Work to be completed —
Return each record exactly as it appears, so that nothing is dropped or altered.

Provided data —
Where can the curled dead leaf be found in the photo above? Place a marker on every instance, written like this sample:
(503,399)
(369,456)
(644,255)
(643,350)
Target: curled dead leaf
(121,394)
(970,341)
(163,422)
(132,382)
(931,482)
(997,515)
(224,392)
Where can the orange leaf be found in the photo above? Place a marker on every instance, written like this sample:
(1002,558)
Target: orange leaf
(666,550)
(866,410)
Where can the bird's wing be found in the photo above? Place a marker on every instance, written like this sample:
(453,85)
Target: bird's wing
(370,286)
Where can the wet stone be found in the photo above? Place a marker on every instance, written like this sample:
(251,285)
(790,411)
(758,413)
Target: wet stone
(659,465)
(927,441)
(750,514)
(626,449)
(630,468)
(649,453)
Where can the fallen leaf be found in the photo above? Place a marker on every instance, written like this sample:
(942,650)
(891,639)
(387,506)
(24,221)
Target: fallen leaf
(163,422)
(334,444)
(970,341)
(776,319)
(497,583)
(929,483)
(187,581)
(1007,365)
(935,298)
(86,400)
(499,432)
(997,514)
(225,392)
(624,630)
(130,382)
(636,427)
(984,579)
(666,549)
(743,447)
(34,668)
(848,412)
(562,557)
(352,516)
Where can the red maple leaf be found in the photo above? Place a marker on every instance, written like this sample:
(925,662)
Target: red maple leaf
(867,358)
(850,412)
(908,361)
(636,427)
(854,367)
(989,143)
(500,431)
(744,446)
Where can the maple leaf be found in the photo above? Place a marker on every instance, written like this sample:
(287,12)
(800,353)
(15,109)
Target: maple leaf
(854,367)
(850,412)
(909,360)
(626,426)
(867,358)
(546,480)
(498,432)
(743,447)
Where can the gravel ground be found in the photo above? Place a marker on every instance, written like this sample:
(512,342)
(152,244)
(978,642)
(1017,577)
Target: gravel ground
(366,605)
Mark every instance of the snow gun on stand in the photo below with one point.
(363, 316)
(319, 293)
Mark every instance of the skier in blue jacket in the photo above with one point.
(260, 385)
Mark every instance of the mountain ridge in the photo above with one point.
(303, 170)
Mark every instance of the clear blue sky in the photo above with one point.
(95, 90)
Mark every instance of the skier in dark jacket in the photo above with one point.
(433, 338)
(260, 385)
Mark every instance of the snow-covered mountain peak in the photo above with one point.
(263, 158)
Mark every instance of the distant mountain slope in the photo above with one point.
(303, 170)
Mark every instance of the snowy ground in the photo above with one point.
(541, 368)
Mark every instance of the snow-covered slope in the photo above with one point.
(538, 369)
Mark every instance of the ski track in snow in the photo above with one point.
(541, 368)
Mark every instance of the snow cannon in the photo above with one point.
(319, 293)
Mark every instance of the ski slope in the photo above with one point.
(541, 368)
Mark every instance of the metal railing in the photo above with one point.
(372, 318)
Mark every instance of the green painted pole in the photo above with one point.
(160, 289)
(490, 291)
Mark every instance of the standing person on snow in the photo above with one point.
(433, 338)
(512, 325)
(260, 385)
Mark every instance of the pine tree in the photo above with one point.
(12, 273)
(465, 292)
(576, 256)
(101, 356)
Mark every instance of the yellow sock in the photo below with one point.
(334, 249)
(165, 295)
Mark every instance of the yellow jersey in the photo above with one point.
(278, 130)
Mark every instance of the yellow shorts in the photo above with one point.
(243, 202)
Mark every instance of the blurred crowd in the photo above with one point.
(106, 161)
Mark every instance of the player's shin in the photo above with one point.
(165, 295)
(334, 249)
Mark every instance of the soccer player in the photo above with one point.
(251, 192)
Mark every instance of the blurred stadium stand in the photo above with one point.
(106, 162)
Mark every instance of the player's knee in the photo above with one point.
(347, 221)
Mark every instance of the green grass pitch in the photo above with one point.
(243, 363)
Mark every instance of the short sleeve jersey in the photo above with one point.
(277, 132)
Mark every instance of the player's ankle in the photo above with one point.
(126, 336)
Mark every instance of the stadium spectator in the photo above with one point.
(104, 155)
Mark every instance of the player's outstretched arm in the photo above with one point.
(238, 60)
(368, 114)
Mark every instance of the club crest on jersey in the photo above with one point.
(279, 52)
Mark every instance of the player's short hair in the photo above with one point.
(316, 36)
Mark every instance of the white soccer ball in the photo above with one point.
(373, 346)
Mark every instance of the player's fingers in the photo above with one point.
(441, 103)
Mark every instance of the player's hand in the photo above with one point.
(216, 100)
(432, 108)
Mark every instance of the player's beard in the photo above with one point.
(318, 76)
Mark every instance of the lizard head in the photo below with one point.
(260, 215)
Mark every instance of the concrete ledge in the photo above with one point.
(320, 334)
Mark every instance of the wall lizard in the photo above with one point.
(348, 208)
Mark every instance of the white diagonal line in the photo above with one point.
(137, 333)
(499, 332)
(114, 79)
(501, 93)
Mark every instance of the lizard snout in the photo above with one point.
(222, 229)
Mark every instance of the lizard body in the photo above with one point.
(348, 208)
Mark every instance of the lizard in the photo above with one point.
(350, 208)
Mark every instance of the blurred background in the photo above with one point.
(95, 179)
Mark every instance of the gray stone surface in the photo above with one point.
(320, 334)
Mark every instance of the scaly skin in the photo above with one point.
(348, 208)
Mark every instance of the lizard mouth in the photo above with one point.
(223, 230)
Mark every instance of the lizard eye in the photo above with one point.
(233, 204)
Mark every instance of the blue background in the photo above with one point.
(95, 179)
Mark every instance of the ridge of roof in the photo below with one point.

Expected output —
Where can the curled dead leaf be found in the photo above? Place a marker on every instance, written like this sample:
(503,399)
(369,456)
(644,255)
(643,350)
Target: curled dead leaf
(121,394)
(970,341)
(163,422)
(132,382)
(931,482)
(997,515)
(224,392)
Where can the orange leaf be found in the photo above? Place a marker on every instance, written like this sample:
(1002,558)
Target: orange leaf
(666,550)
(866,410)
Where can the bird's wing be found in the photo above? Place a marker on every instance, written like this sample:
(453,85)
Target: bird's wing
(370,286)
Where can the wet stone be found in the photo above? Place a marker on every instance, written like this sample:
(251,285)
(790,411)
(758,413)
Target: wet stone
(659,465)
(927,441)
(750,514)
(626,449)
(630,468)
(649,453)
Where can the fallen leaf be found in the photo above? Place a marker on every instance, written like this sample:
(942,650)
(891,639)
(387,506)
(24,221)
Target: fallen leaf
(163,422)
(334,444)
(970,341)
(776,319)
(497,583)
(929,483)
(187,581)
(1007,365)
(935,298)
(86,400)
(499,432)
(997,514)
(225,392)
(624,630)
(130,382)
(636,427)
(984,579)
(666,549)
(743,447)
(34,668)
(848,412)
(562,557)
(352,516)
Where can the red maple leaf be found in the photo above? Place a marker on every instance, written like this sample:
(925,662)
Target: red maple leaf
(867,358)
(850,412)
(908,361)
(636,427)
(854,367)
(989,143)
(500,431)
(744,446)
Where can the maple leaf be found in the photo above? Place a marker on every instance, written like this sample:
(287,12)
(800,353)
(15,109)
Target: maple leaf
(854,367)
(850,412)
(909,360)
(626,426)
(867,358)
(546,480)
(498,432)
(743,447)
Where can the gravel ground be found in the photo above? Place a marker on every instance, written like this sample:
(512,342)
(152,244)
(978,642)
(1017,577)
Target: gravel ground
(366,605)
Mark every instance of the snow gun on stand in the photo below with one point.
(363, 316)
(319, 293)
Mark every instance of the skier in blue jacket in the photo above with one point.
(260, 385)
Mark every instance of the mountain ridge in the photo above with one point.
(303, 170)
Mark every instance of the clear blue sky in the photo above with one point.
(95, 90)
Mark every instance of the skier in dark jacket in the photo above with one point.
(433, 338)
(260, 385)
Mark every instance of the snow-covered mountain peak in the photo above with one point.
(263, 158)
Mark every instance of the distant mountain slope in the photo above with one point.
(303, 170)
Mark every instance of the snowy ground in the photo above with one point.
(541, 368)
Mark every instance of the snow-covered slope in the photo above with one point.
(538, 369)
Mark every instance of the ski track in snow in the photo above with one point.
(541, 368)
Mark every instance of the snow cannon in the photo above with one point.
(319, 293)
Mark every instance of the ski slope in the photo above with one point.
(541, 368)
Mark every instance of the metal railing in the photo above with one point.
(372, 318)
Mark every instance of the green painted pole in the photo above with one point.
(160, 289)
(490, 291)
Mark every instance of the standing person on snow in the photo above with one point.
(433, 338)
(512, 325)
(260, 385)
Mark every instance of the pine tree in the photo above with one point.
(12, 273)
(465, 292)
(576, 256)
(101, 356)
Mark every instance of the yellow sock in the photo below with one point.
(334, 249)
(165, 295)
Mark every instance of the yellow jersey in the photo above with one point.
(278, 130)
Mark every instance of the yellow shorts in the photo above with one point.
(243, 202)
Mark every instance of the blurred crowd in the photo above with one point.
(106, 161)
Mark every instance of the player's shin in the photo above with one point.
(165, 295)
(334, 249)
Mark every instance of the soccer player in the photo above with one point.
(251, 192)
Mark every instance of the blurred stadium stand in the photo above with one point.
(106, 162)
Mark every instance of the player's knee in the photo above with one point.
(347, 221)
Mark every instance of the green grass pitch in the photo above with one point.
(243, 363)
Mark every instance of the short sleeve jersey in the photo above with one point.
(277, 132)
Mark every instance of the player's ankle in the photo above with one point.
(126, 336)
Mark every instance of the stadium spectator in the photo above with one point.
(104, 155)
Mark every instance of the player's outstretched arm in the photo above with one point.
(238, 60)
(368, 114)
Mark every instance of the club crest on jersey in the photo above with one point.
(279, 52)
Mark every instance of the player's short hair in the photo above with one point.
(316, 36)
Mark every instance of the white soccer ball in the photo above with one point.
(373, 346)
Mark every instance of the player's fingers in the photo above with one point.
(441, 103)
Mark every instance of the player's hand in the photo above with one point.
(216, 100)
(432, 108)
Mark every instance of the player's beard in the photo above with one point.
(318, 76)
Mark every instance of the lizard head in the photo below with one point.
(260, 215)
Mark every instance of the concrete ledge in the photo above with one point.
(320, 334)
Mark every instance of the wall lizard in the photo above with one point.
(348, 208)
Mark every instance of the white diagonal line in the photo above with one point.
(137, 333)
(499, 332)
(114, 79)
(501, 93)
Mark every instance of the lizard snout in the photo above with one point.
(222, 229)
Mark every instance of the lizard body in the photo above with one point.
(348, 208)
Mark every instance of the lizard in the photo above with one point.
(350, 208)
Mark every instance of the blurred background in the photo above with one point.
(95, 179)
Mark every instance of the gray stone surface in the photo above with one point.
(320, 334)
Mark every instance of the scaly skin in the photo above with one point.
(348, 208)
Mark every instance of the lizard mouth in the photo above with one point.
(223, 230)
Mark every instance of the lizard eye in the photo above with one point.
(233, 204)
Mark every instance of the blue background in the photo above with one point.
(95, 179)
Mark every instance of the ridge of roof in the photo below with one point.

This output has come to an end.